#### [TASK INSTRUCTIONS]
How many lines in the rows below contain the string "pillow", matching case exactly? Reply with the number alone.

(Saved entries)
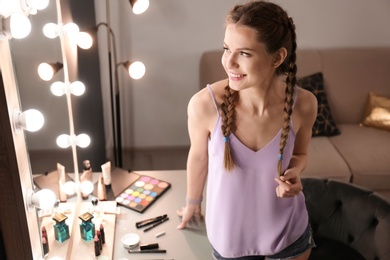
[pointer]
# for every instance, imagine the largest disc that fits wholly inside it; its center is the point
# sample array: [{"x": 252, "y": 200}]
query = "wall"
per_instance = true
[{"x": 172, "y": 34}]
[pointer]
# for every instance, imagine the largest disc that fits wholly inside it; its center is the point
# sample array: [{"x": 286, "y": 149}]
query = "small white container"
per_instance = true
[{"x": 130, "y": 240}]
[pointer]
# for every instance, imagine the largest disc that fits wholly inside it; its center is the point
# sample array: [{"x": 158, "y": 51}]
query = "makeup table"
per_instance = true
[{"x": 188, "y": 244}]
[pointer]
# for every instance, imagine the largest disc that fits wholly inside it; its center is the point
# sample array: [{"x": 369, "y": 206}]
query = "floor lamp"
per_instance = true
[{"x": 136, "y": 71}]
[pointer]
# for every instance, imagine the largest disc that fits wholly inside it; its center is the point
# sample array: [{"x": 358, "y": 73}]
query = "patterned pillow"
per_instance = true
[
  {"x": 377, "y": 112},
  {"x": 324, "y": 124}
]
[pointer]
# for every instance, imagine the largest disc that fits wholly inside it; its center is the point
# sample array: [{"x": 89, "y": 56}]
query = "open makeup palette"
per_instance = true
[{"x": 142, "y": 193}]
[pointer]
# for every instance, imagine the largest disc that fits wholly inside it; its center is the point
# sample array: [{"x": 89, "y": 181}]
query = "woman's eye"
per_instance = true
[{"x": 245, "y": 54}]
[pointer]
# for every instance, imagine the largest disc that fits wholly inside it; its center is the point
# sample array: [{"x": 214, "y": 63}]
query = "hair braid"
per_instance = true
[
  {"x": 289, "y": 100},
  {"x": 228, "y": 120}
]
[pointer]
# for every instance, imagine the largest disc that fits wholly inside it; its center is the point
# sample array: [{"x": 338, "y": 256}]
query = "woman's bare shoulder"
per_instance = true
[
  {"x": 306, "y": 103},
  {"x": 202, "y": 104}
]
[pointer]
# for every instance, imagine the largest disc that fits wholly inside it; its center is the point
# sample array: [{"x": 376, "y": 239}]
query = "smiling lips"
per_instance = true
[{"x": 233, "y": 76}]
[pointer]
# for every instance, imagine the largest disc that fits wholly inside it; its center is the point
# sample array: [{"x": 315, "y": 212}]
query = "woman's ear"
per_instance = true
[{"x": 279, "y": 57}]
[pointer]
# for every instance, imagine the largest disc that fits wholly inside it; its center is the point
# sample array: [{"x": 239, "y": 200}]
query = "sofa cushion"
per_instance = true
[
  {"x": 324, "y": 161},
  {"x": 324, "y": 124},
  {"x": 331, "y": 249},
  {"x": 349, "y": 75},
  {"x": 377, "y": 112},
  {"x": 366, "y": 151},
  {"x": 349, "y": 214}
]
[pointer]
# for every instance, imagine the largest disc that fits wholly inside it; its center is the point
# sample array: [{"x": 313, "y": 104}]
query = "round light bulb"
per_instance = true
[
  {"x": 140, "y": 6},
  {"x": 32, "y": 120},
  {"x": 137, "y": 70},
  {"x": 58, "y": 88},
  {"x": 77, "y": 88},
  {"x": 71, "y": 30},
  {"x": 63, "y": 141},
  {"x": 47, "y": 199},
  {"x": 84, "y": 40},
  {"x": 86, "y": 187},
  {"x": 38, "y": 4},
  {"x": 83, "y": 140},
  {"x": 20, "y": 26},
  {"x": 69, "y": 187},
  {"x": 45, "y": 71},
  {"x": 50, "y": 30}
]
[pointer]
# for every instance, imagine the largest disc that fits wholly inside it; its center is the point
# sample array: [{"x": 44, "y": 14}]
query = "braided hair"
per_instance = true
[{"x": 276, "y": 30}]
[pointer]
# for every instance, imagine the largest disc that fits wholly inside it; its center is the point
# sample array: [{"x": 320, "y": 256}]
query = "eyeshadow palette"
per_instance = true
[{"x": 142, "y": 193}]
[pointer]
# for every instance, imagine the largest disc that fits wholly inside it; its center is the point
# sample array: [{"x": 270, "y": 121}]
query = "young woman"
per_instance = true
[{"x": 249, "y": 138}]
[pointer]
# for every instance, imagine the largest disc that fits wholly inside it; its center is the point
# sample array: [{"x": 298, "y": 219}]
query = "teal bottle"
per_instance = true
[
  {"x": 87, "y": 228},
  {"x": 61, "y": 229}
]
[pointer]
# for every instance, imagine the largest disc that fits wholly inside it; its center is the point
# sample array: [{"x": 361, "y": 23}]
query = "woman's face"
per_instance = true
[{"x": 245, "y": 59}]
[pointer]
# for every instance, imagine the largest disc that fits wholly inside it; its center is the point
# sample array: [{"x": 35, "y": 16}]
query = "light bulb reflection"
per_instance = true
[
  {"x": 38, "y": 4},
  {"x": 50, "y": 30},
  {"x": 20, "y": 26},
  {"x": 43, "y": 199},
  {"x": 31, "y": 120},
  {"x": 84, "y": 40},
  {"x": 45, "y": 71},
  {"x": 82, "y": 140},
  {"x": 137, "y": 70},
  {"x": 71, "y": 30},
  {"x": 69, "y": 187},
  {"x": 76, "y": 88},
  {"x": 86, "y": 187}
]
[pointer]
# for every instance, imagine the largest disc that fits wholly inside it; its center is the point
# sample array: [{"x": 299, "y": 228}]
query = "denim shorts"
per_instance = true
[{"x": 295, "y": 249}]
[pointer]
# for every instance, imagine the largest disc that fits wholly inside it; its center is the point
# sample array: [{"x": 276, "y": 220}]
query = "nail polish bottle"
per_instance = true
[
  {"x": 87, "y": 228},
  {"x": 86, "y": 176},
  {"x": 61, "y": 229},
  {"x": 96, "y": 245},
  {"x": 103, "y": 235}
]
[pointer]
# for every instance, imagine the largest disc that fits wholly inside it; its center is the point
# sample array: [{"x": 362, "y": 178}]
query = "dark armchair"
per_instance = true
[{"x": 348, "y": 222}]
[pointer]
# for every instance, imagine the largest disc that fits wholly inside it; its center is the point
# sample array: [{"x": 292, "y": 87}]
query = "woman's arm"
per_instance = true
[
  {"x": 304, "y": 116},
  {"x": 199, "y": 118}
]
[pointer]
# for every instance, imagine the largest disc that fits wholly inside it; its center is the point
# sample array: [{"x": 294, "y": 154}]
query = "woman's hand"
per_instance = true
[
  {"x": 189, "y": 213},
  {"x": 290, "y": 184}
]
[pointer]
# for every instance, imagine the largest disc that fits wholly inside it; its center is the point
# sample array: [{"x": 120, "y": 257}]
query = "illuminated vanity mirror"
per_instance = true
[{"x": 24, "y": 89}]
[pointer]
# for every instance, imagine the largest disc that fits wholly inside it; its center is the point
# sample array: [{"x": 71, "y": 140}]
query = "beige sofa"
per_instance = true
[{"x": 359, "y": 155}]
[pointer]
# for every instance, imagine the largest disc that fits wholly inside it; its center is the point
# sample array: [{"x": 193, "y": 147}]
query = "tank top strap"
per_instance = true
[
  {"x": 213, "y": 97},
  {"x": 295, "y": 95}
]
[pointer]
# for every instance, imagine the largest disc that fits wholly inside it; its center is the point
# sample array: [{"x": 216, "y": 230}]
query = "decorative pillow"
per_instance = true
[
  {"x": 377, "y": 112},
  {"x": 324, "y": 124}
]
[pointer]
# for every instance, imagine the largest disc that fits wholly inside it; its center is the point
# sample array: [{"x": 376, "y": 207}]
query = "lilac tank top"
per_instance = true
[{"x": 243, "y": 214}]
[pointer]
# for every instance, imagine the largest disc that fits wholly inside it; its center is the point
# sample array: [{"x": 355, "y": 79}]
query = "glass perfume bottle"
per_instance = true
[
  {"x": 61, "y": 229},
  {"x": 87, "y": 228}
]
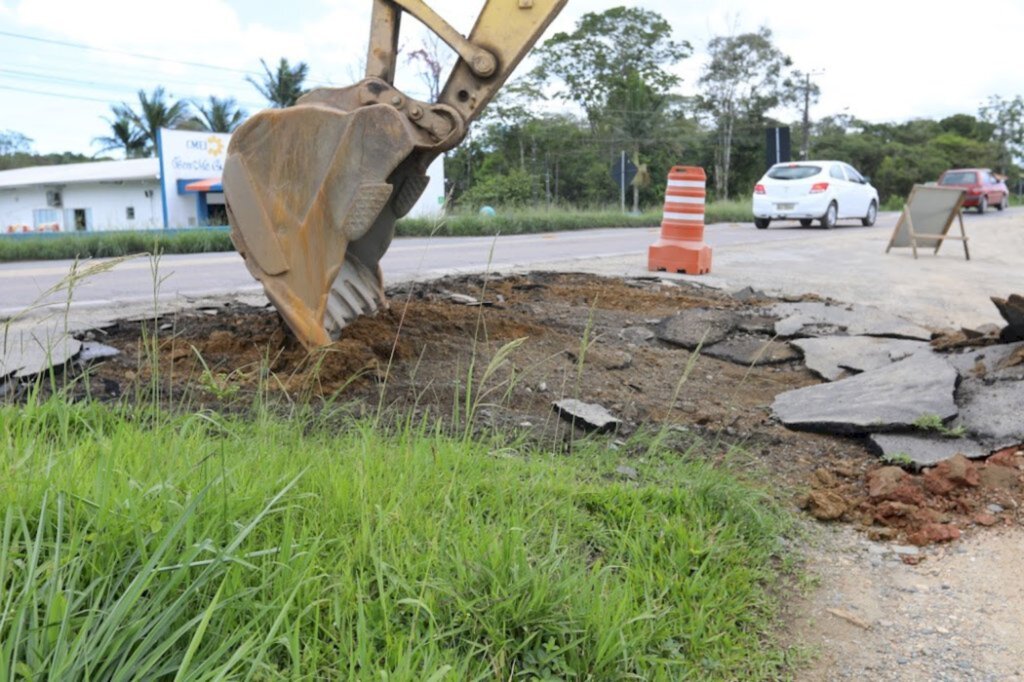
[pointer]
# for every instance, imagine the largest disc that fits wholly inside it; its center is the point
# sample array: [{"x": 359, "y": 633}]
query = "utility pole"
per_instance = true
[{"x": 805, "y": 144}]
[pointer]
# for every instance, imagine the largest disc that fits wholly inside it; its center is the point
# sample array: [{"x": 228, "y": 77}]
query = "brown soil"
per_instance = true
[{"x": 421, "y": 354}]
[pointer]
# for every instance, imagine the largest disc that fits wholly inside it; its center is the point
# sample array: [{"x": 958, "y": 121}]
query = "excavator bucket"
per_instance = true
[{"x": 313, "y": 190}]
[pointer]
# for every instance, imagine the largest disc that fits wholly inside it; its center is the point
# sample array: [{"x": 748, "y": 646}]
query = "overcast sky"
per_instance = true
[{"x": 889, "y": 60}]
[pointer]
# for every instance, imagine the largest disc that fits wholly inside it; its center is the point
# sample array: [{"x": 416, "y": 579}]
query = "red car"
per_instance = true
[{"x": 983, "y": 187}]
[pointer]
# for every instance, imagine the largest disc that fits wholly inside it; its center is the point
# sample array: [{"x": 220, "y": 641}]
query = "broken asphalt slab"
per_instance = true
[
  {"x": 586, "y": 415},
  {"x": 833, "y": 356},
  {"x": 889, "y": 398},
  {"x": 819, "y": 318},
  {"x": 750, "y": 351},
  {"x": 694, "y": 328},
  {"x": 1012, "y": 309},
  {"x": 924, "y": 451},
  {"x": 1005, "y": 361},
  {"x": 992, "y": 413}
]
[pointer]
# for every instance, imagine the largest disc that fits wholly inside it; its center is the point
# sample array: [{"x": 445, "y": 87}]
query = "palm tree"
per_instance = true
[
  {"x": 284, "y": 86},
  {"x": 124, "y": 135},
  {"x": 219, "y": 116},
  {"x": 155, "y": 113}
]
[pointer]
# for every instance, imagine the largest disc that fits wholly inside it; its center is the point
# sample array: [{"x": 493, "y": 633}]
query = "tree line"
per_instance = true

#### [OUTPUT BELOW]
2